- **BRANO SCELTO**

Si ricorda che esiste anche la possibilità di introdurre il rito in materia di accesso in corso di causa a mente dell’articolo 116, comma 2, CPA

In caso di impugnazione parziale (vale a dire in caso di richiesta di annullamento di un atto nelle sole parti ritenute lesive), il ricorso potrà indicare il contenuto delle sole parti dell’atto o del provvedimento di cui si chiede l’annullamento. È di uso corrente la formula di stile secondo cui, all’atto espressamente impugnato, si aggiungono tutti gli atti preparatori, presupposti, o comunque connessi e conseguenti, anche non conosciuti: tale formulazione, per la sua genericità, non è però in grado, secondo costante giurisprudenza (ex plurimis, Cons. St., Sez. III, 23 novembre 2017, n. 5468; Tar Lazio, Roma, Sez. II, 19 giugno 2009, n. 5850; Tar Toscana, Sez. II, 25 agosto 2010, n. 4892; Cons. St., Sez. V, 16 settembre 2004, n. 6018; Cons. St., Sez. V, 15 settembre 2001, n. 4820; Cons. St., Sez. V, 28 dicembre 2007, n. 6711; Cons. St., Sez. VI, 20 maggio 2009, n. 3105; Cons. St., Sez. VI, 24 gennaio 2012, n. 291; Cons. St., Sez. IV, 21 giugno 2001, n. 3346; Tar Liguria, Sez. II, 13 novembre 2008, n. 1989, Cons. St., Sez. VI, 14 aprile 2009, n. 2280; Cons. St., Sez. VI, 7 luglio 2003, n. 4037; Tar Lombardia, Milano, Sez. IV, 28 marzo 2012, n. 928; Cons. St., Sez. IV, 12 maggio 2014 n. 2417; Tar Sicilia, Catania, Sez. III, 20 aprile 2014 n. 1084; Cons. St., Sez. III, 7 maggio 2015 n. 3392) di determinare conseguenze dirette in ordine all’estensione dell’impugnazione, salvo che dal contesto del ricorso non risultino altri atti e provvedimenti effettivamente connessi. Invero, l’origine della clausola in questione è collegata al tema, sostanziale e dibattuto, del rapporto tra invalidità viziante e invalidità caducante, cui si ricollega, a propria volta, il tema del rapporto tra il ricorso principale ed i motivi aggiunti. Basti qui ricordare che si ha invalidità ad effetto caducante allorché fra due atti, appartenenti al medesimo contesto procedimentale, sia ravvisabile un rapporto di presupposizione – consequenzialità immediata, diretta e necessaria, nel senso che l’atto successivo si pone come inevitabile conseguenza di quello precedente, non comportando nuove ed ulteriori valutazioni di interessi. In mancanza di tali requisiti si ha invalidità viziante, che deve essere dedotta mediante un’ulteriore impugnativa.

- **MATERIALE FORNITO**

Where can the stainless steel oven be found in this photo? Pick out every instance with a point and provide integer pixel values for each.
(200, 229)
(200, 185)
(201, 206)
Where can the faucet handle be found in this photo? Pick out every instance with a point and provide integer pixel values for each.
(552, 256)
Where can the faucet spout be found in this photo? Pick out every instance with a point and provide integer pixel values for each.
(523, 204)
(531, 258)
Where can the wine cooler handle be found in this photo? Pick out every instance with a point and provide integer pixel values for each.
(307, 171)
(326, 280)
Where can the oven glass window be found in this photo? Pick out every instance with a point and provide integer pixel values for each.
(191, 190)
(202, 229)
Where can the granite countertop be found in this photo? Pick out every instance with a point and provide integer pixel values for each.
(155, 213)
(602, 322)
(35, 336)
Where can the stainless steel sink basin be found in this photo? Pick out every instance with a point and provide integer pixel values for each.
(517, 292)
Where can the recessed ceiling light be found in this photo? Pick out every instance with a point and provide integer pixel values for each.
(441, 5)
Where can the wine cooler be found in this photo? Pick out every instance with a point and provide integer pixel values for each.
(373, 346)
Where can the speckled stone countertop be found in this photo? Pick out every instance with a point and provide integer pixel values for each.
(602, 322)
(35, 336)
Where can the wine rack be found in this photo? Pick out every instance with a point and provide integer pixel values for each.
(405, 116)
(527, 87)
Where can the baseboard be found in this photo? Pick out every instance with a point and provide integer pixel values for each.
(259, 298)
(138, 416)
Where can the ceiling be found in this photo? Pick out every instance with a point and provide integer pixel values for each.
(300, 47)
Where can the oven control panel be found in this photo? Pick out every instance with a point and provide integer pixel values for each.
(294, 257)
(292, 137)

- **COMPITI DA SVOLGERE**
1. Per ciascuna affermazione indica se concorda con il brano sull'impugnazione degli atti, rispondendo sì o no e citando alla lettera le parole decisive del brano. (a) La formula di stile che estende l'impugnazione a tutti gli atti connessi, anche non conosciuti, basta da sola a determinare l'estensione dell'impugnazione. (b) In caso di impugnazione parziale, il ricorso può indicare il contenuto delle sole parti dell'atto di cui si chiede l'annullamento. (c) L'invalidità viziante non richiede un'ulteriore impugnativa.
2. Prosegui il brano sull'impugnazione degli atti a partire dalla sua ultima frase.
Il materiale non ha alcun legame con il brano.

- **SOLUZIONI**
1.
(a) No: "tale formulazione, per la sua genericità, non è però in grado".
(b) Sì: "il ricorso potrà indicare il contenuto delle sole parti dell’atto o del provvedimento di cui si chiede l’annullamento".
(c) No: "si ha invalidità viziante, che deve essere dedotta mediante un’ulteriore impugnativa".

2.
La dottrina ha in passato dibattuto anche sul tema della configurabilità della impugnazione c.d. ’implicita’, in particolar modo con riferimento a norme regolamentari presupposte. Diverso tema è quello dell’impugnazione del c.d. ’atto implicito’, che si configura quando l’amministrazione adotta un atto (esplicito) in cui siano inclusi e ravvisabili anche tutti i tratti tipici di un altro provvedimento (implicito), nel senso che dall’atto esplicito emerge come l’amministrazione si sia determinata in una direzione cui non può essere ricondotto altro volere che quello equivalente al contenuto del provvedimento corrispondente (ex plurimis, Tar Sicilia, Palermo, Sez. II, 08 gennaio 2020, n.20; Tar Firenze, Sez. I, 07.05.2015, n. 733; Cons. St., Sez. VI, 27 aprile 2015, n. 2112; Tar Umbria, Sez. I, 23 marzo.2016, n. 261; Tar Lazio, Latina, Sez. I, 12 febbraio 2016, n. 85; Tar Emilia Romagna, Bologna, Sez. I, 3 dicembre 2015, n. 1065; Tar Sicilia, Palermo, Sez. II, 26 novembre 2015, n. 3015; Tar Campania, Salerno, Sez. I  04 novembre 2016 n. 2396).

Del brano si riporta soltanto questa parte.